┌─ DATA SECTION
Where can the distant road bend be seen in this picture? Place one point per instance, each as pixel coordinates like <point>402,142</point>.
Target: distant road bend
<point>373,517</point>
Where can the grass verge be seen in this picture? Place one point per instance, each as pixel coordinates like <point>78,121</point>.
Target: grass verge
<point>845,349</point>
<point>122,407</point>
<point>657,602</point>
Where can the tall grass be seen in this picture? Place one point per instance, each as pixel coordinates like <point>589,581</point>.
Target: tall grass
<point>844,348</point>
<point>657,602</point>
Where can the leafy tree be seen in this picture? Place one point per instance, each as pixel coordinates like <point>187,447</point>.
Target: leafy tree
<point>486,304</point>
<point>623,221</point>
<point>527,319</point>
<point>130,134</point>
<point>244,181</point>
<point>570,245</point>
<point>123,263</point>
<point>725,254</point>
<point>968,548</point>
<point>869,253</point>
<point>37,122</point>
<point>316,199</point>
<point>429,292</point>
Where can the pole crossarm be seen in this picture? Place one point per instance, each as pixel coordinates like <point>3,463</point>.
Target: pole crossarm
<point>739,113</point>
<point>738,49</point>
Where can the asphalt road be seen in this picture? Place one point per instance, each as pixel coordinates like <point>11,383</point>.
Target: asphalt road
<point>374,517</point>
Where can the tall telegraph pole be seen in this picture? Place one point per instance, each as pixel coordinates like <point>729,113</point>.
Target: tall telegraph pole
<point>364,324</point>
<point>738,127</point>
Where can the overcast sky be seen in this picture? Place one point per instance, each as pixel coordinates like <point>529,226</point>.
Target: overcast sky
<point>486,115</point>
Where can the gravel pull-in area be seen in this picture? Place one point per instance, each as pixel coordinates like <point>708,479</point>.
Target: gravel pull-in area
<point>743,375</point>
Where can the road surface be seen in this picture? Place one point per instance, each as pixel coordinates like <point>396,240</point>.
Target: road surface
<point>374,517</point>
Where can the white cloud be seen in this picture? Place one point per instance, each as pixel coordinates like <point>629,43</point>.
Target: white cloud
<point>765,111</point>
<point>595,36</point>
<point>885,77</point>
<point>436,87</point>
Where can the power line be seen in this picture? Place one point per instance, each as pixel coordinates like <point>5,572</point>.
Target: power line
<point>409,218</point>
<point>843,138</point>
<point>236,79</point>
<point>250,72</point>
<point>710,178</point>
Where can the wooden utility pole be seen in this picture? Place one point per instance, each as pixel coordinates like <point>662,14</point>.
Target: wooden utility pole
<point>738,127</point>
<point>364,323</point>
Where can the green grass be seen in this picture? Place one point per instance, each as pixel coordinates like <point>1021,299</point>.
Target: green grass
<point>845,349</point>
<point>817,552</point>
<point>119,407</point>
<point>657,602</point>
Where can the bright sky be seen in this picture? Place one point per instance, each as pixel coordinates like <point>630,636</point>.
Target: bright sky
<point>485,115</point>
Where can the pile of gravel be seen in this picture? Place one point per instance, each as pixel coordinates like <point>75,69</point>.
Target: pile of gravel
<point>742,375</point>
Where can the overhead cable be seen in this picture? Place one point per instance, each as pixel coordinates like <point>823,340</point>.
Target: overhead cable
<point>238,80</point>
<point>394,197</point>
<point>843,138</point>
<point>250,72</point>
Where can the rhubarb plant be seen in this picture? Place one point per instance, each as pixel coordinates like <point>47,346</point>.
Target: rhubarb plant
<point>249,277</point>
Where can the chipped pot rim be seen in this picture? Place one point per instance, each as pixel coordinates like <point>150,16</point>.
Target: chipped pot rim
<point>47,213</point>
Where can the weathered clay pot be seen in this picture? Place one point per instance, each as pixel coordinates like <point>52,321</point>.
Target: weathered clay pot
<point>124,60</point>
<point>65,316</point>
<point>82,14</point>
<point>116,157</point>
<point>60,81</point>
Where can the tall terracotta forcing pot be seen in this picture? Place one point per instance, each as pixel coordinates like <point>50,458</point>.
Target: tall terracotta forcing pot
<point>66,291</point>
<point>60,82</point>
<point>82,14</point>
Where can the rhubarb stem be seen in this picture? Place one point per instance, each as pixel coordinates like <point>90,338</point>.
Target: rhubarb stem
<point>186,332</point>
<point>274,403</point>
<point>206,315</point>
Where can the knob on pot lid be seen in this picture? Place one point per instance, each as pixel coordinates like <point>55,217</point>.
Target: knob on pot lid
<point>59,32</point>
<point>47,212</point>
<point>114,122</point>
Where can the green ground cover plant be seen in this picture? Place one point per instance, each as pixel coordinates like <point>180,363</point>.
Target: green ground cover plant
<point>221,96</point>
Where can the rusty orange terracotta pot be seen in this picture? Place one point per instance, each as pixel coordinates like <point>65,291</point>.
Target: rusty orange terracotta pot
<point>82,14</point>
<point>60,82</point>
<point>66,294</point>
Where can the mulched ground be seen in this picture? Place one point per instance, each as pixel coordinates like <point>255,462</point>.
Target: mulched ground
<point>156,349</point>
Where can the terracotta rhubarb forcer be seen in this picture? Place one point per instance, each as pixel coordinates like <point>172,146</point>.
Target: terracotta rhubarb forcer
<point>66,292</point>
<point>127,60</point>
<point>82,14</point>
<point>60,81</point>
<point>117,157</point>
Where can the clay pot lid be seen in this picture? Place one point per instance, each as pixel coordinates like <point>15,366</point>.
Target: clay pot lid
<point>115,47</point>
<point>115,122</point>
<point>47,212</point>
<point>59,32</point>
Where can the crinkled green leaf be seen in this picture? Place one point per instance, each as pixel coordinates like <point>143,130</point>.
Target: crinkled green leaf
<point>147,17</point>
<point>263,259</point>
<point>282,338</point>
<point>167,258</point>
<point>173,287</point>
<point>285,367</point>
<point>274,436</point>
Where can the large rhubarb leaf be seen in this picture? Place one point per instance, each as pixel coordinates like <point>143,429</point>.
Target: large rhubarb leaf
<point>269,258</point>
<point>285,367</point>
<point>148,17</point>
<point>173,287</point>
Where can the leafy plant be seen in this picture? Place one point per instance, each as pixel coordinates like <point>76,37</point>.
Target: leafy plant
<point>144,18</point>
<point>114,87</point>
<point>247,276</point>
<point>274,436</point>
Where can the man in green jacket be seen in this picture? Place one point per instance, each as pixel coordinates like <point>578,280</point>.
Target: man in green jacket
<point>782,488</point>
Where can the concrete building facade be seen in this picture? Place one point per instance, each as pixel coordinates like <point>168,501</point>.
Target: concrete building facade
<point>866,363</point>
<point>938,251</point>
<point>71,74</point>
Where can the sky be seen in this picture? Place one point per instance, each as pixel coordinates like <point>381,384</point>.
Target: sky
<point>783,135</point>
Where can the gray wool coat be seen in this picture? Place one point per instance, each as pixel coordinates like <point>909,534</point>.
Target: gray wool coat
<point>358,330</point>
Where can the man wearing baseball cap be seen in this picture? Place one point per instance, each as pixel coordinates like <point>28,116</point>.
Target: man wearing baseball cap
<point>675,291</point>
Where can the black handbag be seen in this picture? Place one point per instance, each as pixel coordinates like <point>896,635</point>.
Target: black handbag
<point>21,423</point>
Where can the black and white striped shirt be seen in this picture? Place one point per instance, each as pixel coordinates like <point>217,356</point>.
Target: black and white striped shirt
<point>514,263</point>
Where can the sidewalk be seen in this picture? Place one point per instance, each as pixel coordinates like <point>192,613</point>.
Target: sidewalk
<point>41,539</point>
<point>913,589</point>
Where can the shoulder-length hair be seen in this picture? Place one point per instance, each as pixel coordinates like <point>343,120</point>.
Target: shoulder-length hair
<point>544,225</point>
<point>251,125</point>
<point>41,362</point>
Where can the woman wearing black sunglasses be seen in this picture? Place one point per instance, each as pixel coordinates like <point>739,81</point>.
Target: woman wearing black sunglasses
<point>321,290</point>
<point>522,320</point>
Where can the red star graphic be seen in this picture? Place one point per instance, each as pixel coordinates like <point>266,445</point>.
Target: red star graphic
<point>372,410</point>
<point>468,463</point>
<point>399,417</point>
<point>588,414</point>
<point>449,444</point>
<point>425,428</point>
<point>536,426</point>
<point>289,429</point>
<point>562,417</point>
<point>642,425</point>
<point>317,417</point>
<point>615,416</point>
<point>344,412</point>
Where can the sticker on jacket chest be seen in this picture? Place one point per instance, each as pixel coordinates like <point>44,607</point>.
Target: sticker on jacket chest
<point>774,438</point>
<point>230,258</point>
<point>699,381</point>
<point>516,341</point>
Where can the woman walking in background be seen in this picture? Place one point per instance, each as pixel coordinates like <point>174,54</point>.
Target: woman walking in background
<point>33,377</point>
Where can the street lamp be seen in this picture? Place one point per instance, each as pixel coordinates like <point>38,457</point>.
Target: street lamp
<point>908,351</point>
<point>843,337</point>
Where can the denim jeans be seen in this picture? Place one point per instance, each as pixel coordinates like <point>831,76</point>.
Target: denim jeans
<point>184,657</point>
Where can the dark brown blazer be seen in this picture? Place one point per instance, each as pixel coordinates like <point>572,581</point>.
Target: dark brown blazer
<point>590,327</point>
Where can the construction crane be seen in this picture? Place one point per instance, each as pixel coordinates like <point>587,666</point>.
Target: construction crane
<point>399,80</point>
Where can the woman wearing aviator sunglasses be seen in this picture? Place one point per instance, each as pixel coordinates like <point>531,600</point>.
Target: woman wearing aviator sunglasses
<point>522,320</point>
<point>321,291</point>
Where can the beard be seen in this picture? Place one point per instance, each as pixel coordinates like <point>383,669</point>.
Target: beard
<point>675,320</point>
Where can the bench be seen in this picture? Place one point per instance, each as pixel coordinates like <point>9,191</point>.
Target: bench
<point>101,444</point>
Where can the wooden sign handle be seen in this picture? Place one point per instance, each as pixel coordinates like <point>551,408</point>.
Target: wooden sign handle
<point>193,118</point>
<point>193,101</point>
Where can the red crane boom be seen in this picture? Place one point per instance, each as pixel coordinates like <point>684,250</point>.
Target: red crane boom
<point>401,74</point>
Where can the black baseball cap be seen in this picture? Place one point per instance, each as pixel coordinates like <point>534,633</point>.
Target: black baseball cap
└─
--- REQUIREMENT ---
Retype the data word for word, from its first line through the line containing "<point>738,49</point>", with both of those lines included.

--- SOLUTION TO THIS EXERCISE ---
Where can the distant road bend be seen in this picture? Place one point per instance, each as pixel coordinates like <point>402,142</point>.
Target: distant road bend
<point>373,517</point>
Where can the grass verge be seen in this picture? Place one point per instance, each as pixel coordinates like <point>78,121</point>.
Target: grass verge
<point>845,349</point>
<point>122,407</point>
<point>657,602</point>
Where can the tall grass be seen in this picture? Place one point per instance, each as pixel coordinates like <point>589,581</point>.
Target: tall grass
<point>844,348</point>
<point>657,602</point>
Where can the leafy tree be seen in this picture? Place one point per instance, each as pixel coordinates like <point>187,447</point>.
Target: leafy tree
<point>486,304</point>
<point>623,221</point>
<point>527,319</point>
<point>130,134</point>
<point>244,181</point>
<point>570,245</point>
<point>123,263</point>
<point>725,254</point>
<point>968,548</point>
<point>869,253</point>
<point>37,122</point>
<point>316,199</point>
<point>429,292</point>
Where can the pole crossarm be seen in this picture? Place one point per instance, each as pixel coordinates like <point>3,463</point>.
Target: pole crossarm
<point>739,113</point>
<point>738,49</point>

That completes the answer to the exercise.